***** TESTO DA LEGGERE *****
“Il nostro è stato un Sì agricolo”. Le mietitrebbie per la riforma costituzionale. “Ho fatto un tour. Ho incontrato 120 mila iscritti e all’apertura di ogni discorso spiegavo la mia posizione”.
Si chiama Roberto Moncalvo, ha 36 anni, è torinese, produce ortaggi bio, ha una laurea in Ingegneria dell’auto e risiede per gli affari correnti a palazzo Rospigliosi al Quirinale. In metri quadrati la sua stanza vale un appartamento, gli stucchi e i quadri della nobile dimora spiegano che gli agricoltori italiani, benché afferrati al collo dalla crisi, hanno ancora un quarto di bue sotto il cuscino. La Coldiretti è l’associazione di categoria, la più antica e produttiva e amata lobby italiana. Ha un milione e 600 mila iscritti e un bilancio di circa 600 milioni di euro. Sarà merito delle vacche, della frutta o delle melanzane? Di tutto e di più. Moncalvo è il presidente del #cambiaverso.
Il Sì agricolo è una novità assoluta.
Il Sì del nostro mondo per le riforme. Non vedo dov’è il problema. Lei ha fatto raccogliere le firme agli agricoltori, come fossero un partito. Chi voleva raccoglierle, liberissimo di farlo.
S’è dato la zappa sui piedi.
Non abbiamo obbligato nessuno, eh! Massima libertà.
Ha scambiato la Coldiretti per un circolo del Pd.
Ma siamo seri: la nostra adesione al percorso delle riforme è stata convinta e leale.
Un voto di scambio: appoggio al referendum contro abolizione dell’Imu agricola.
Quella era un’orribile tassa. Ingiustissima.
Condivido. Però ha esagerato un pochino con l’afflato per Renzi.
Non vedo dove. Oggi poi… ha vinto il No e ne prendiamo atto. Semplicemente.
Il suo ufficio è super presidenziale.
È una bella sede, sì.
Ma è vero che il segretario generale guadagna più di un milione di euro all’anno?
Perché fa questa domanda?
Perché è curioso che l’agricoltura sia in crisi ma i suoi rappresentanti di meno.
È una questione trita e ritrita, una polemica superata, ora lei la ripropone.
È una di quelle domande evergreen. Si fa sempre bella figura a farla.
Proprio il suo giornale ne diede conto, credo abbia pubblicato.
Disturba se ripubblichiamo?
Leggo Il Fatto ogni mattina e trovo molto interessanti le prese di posizione sulla qualità del cibo, la tracciabilità. Condivido pienamente.
E lei quanto guadagna?
Non penso proprio che sia rilevante la domanda.
Renzi, il suo faro, chiede trasparenza.
***** RIGHE ESTRATTE *****
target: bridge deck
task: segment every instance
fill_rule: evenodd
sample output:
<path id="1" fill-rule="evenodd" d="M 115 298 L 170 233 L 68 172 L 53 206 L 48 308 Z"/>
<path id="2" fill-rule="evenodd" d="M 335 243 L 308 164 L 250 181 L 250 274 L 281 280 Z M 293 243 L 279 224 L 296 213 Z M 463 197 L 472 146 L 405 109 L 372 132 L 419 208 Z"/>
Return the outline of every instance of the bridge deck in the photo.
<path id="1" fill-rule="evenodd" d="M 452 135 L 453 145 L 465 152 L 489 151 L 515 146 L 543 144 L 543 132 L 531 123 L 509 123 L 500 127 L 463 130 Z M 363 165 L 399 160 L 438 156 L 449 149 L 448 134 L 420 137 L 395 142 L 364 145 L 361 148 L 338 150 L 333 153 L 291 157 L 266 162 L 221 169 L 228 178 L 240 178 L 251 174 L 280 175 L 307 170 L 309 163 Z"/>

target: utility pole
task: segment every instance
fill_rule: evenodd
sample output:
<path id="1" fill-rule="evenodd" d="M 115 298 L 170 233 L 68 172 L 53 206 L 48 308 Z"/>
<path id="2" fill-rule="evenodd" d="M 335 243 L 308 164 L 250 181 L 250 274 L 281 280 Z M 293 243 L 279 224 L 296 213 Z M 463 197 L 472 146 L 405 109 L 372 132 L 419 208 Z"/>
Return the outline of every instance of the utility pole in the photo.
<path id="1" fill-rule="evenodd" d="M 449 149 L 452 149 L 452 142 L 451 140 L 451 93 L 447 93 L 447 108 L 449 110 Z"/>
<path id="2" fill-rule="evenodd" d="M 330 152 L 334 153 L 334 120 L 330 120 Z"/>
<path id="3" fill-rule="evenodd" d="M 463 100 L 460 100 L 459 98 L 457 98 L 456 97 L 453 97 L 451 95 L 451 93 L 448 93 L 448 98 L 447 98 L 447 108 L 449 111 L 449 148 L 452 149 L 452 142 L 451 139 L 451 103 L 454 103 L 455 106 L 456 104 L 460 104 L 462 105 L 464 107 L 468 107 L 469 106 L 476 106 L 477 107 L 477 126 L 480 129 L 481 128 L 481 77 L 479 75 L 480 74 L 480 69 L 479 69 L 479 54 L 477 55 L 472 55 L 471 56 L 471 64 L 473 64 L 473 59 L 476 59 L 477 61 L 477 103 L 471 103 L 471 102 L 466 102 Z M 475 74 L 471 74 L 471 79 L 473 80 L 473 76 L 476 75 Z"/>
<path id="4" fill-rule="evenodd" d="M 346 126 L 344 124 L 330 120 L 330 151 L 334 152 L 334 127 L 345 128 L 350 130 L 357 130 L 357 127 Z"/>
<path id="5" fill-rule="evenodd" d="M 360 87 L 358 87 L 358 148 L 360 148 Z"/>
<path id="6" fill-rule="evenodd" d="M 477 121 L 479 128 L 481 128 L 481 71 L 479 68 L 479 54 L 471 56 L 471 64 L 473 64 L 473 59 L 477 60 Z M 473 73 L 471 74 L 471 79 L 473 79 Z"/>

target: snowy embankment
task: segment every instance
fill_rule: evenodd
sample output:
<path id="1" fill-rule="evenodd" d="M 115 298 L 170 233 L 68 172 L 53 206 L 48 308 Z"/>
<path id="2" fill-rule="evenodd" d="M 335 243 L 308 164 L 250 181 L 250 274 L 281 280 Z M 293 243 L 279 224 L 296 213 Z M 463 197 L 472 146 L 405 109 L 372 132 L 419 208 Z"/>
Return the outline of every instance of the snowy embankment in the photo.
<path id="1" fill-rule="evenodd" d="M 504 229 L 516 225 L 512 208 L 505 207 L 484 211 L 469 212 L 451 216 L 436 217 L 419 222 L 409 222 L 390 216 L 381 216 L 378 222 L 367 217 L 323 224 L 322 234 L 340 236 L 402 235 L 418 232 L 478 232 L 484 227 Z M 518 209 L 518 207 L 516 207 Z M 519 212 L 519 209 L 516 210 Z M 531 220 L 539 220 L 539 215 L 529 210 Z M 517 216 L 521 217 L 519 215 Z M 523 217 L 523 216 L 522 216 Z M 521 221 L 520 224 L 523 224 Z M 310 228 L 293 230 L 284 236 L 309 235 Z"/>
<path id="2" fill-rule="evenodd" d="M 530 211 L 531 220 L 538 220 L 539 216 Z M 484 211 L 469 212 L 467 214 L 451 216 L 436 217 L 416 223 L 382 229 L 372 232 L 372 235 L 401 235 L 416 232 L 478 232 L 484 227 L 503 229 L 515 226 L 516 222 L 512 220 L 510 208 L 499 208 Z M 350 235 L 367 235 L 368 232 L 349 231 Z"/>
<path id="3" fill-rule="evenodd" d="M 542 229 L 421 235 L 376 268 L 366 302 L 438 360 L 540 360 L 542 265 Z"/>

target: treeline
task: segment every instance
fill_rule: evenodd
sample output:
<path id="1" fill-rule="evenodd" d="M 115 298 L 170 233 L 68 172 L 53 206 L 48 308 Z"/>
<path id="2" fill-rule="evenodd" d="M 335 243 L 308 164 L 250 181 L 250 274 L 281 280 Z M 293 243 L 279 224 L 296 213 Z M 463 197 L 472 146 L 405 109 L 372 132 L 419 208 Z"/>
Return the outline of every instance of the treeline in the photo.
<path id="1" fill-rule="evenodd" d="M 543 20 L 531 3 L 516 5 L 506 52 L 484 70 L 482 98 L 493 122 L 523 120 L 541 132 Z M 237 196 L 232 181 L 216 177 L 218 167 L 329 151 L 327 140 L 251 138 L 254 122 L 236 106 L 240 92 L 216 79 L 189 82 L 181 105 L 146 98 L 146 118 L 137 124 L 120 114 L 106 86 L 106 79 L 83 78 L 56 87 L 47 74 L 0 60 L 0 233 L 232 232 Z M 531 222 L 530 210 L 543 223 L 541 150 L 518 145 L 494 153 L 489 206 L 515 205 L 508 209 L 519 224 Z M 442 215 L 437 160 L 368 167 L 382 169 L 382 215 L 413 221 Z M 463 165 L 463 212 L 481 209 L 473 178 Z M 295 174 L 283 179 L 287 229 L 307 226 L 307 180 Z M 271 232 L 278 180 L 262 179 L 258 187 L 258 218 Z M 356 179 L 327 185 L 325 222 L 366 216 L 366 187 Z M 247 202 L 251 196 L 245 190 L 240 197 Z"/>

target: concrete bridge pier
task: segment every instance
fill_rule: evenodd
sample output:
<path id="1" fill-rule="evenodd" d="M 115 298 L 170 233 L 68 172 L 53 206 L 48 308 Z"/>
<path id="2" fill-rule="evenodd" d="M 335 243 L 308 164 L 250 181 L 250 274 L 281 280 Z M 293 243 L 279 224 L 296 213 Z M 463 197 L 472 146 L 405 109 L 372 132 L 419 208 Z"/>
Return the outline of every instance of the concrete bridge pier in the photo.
*****
CONSEGNE →
1 > Secondo l'intervista sulla Coldiretti, quanti iscritti ha l'associazione?
2 > Riprendi l'intervista sulla Coldiretti e proseguila a partire dall'ultima battuta riportata.

RISPOSTE ALLE CONSEGNE →
1 > La Coldiretti ha un milione e 600 mila iscritti.

2 >
Il mio faro è la comunità degli agricoltori italiani. Sono chiamato a tutelare i loro interessi così defraudati dalle lobbies dell’industria alimentare.
Dunque, il segretario generale guadagna circa un milione di euro all’anno.
Assolutamente falso, molto di meno.
Quanto?
Cifre nettamente inferiori.
Ma quanto?
Diciamo almeno del 40-50% e tenga conto che il suo contratto è a tempo determinato.
Lei è simpaticissimo.
Non vedo la necessità di attardarci sulla questione e non mi aspettavo di essere interpellato su questi temi.
A Milano i suoi iscritti hanno fischiato il premier venuto per suggellare l’amicizia.
Era Firenze.
Allora erano fischi fiorentini.
Vogliamo che l’Italia ricordi che senza gli agricoltori non c’è futuro. Siamo quelli soggetti ai vincoli più stringenti, ai controlli più duri. Però poi i nostri prodotti vengono sabotati, costretti a essere svenduti.
Vuol dire che Confindustria conta più di Coldiretti.
Abbiamo ottenuto da questo governo che sul latte e i suoi derivati venga certificato l’origine del prodotto.
Non solo dov’è confezionato, ma da quale mucca proviene quel formaggio. Succederà anche col grano?
Ancora non siamo purtroppo giunti a questo punto.
I pastai italiani quale grano usano?
Quello ucraino, se è tenero, o il canadese, se è duro.
Ma il grano duro cresce al sole. Il Canada non è ai Caraibi.
Fanno seccare le piante verdi con un potente agente chimico, il glifosato.
Il glifosato lo usa l’Anas per bruciare l’erba ai lati delle carreggiate.
Uguale uguale. Il glifosato rinsecchisce la pianta che da verde diviene gialla.
Grano avvelenato.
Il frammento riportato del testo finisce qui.